# THE DATA
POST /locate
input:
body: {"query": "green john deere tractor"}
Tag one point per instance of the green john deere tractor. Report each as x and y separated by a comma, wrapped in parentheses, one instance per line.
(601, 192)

...

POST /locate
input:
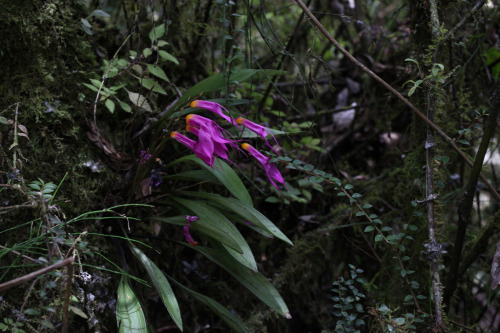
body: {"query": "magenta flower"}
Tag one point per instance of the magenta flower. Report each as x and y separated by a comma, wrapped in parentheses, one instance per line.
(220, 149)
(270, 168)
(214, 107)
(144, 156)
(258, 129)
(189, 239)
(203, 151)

# EXERCISE
Would you report every line of the entries above containing the word "body"?

# TASK RESPONSE
body: {"query": "green john deere tractor"}
body: {"query": "magenta flower"}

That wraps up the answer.